§ **SOURCE EXTRACT**
********************

# Sony NEX 5 , should i use manual focus or Auto Focus ?



## MJFinelli

Just got the Sony Nex 5, messing around with the Manual focus and Auto. Are there any advantages with using MANUAL FOCUS ? Im trying to figure out what one is best to use..
ANy help, 
Thanks


----------



## Kerbouchard

Only time there is an advantage to using manual focus is when your autofocus isn't focusing on what you want it to.  For extreme Macro, I'll use manual focus.  Occasionally, if I am shooting through brush, trees, or something like that, I will also use manual focus.

All other times, autofocus.


----------



## cosmonaut

If you are shooting landscapes it's a good idea to manual focus.


----------



## unpopular

Manual focus may actually be faster if you use the Peaking feature. With practice, of course. In any case, I'd use Peaking with manual focus.

********************

Coordinate annotation records:

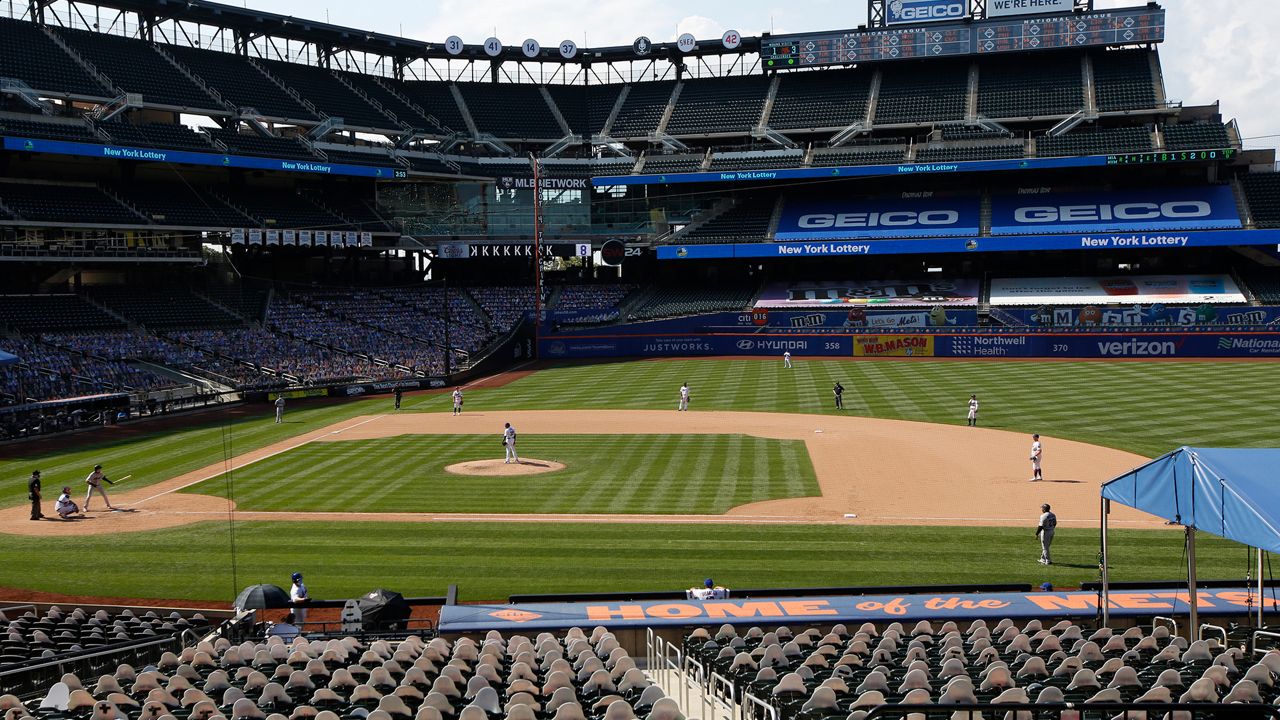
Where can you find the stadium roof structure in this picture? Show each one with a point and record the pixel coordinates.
(1228, 492)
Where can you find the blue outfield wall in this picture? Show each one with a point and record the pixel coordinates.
(840, 609)
(1078, 345)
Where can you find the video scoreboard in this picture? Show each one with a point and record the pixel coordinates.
(1133, 26)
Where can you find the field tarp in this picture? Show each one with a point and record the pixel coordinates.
(1228, 492)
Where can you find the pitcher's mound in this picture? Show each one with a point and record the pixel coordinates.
(496, 468)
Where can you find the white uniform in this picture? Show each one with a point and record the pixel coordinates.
(95, 483)
(298, 592)
(508, 441)
(1048, 523)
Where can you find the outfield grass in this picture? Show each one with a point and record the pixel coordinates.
(682, 474)
(1144, 408)
(493, 560)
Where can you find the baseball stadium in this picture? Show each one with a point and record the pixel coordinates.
(908, 370)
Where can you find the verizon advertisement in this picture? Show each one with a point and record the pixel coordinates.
(895, 217)
(1125, 290)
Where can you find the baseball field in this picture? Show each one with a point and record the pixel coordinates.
(762, 483)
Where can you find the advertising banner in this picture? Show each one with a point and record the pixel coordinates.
(908, 294)
(973, 244)
(824, 610)
(1129, 290)
(1138, 210)
(894, 346)
(904, 12)
(1006, 8)
(896, 217)
(187, 158)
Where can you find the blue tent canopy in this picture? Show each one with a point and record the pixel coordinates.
(1228, 492)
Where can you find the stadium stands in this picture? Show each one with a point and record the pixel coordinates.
(1262, 191)
(1124, 81)
(133, 65)
(1031, 86)
(30, 55)
(65, 203)
(1096, 141)
(510, 110)
(922, 92)
(720, 105)
(643, 109)
(831, 99)
(240, 82)
(1196, 136)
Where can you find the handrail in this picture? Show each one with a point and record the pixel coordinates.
(1217, 711)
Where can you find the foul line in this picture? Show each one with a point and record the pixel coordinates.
(247, 463)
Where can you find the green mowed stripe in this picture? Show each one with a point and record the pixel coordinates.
(493, 560)
(672, 474)
(1146, 408)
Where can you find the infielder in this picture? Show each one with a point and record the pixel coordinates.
(508, 443)
(1045, 532)
(95, 481)
(298, 593)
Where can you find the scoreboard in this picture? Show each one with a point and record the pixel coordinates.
(1133, 26)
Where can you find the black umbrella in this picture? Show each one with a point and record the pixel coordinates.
(263, 597)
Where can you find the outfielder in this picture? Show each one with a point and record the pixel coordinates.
(508, 443)
(1036, 458)
(1045, 532)
(95, 481)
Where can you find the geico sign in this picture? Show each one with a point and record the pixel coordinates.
(892, 219)
(931, 12)
(1174, 209)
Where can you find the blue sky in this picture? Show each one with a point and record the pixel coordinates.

********************

§ **GIVEN REQUEST**
Answer these questions about the forum thread on manual focus versus autofocus.
(a) Besides extreme macro, when does Kerbouchard use manual focus?
(b) For what kind of shooting does cosmonaut recommend manual focus?
(c) Which feature does unpopular say can make manual focus faster?

§ **THE COMPLETED TASK**
(a) When shooting through brush, trees, or something like that.
(b) Landscapes.
(c) The Peaking feature.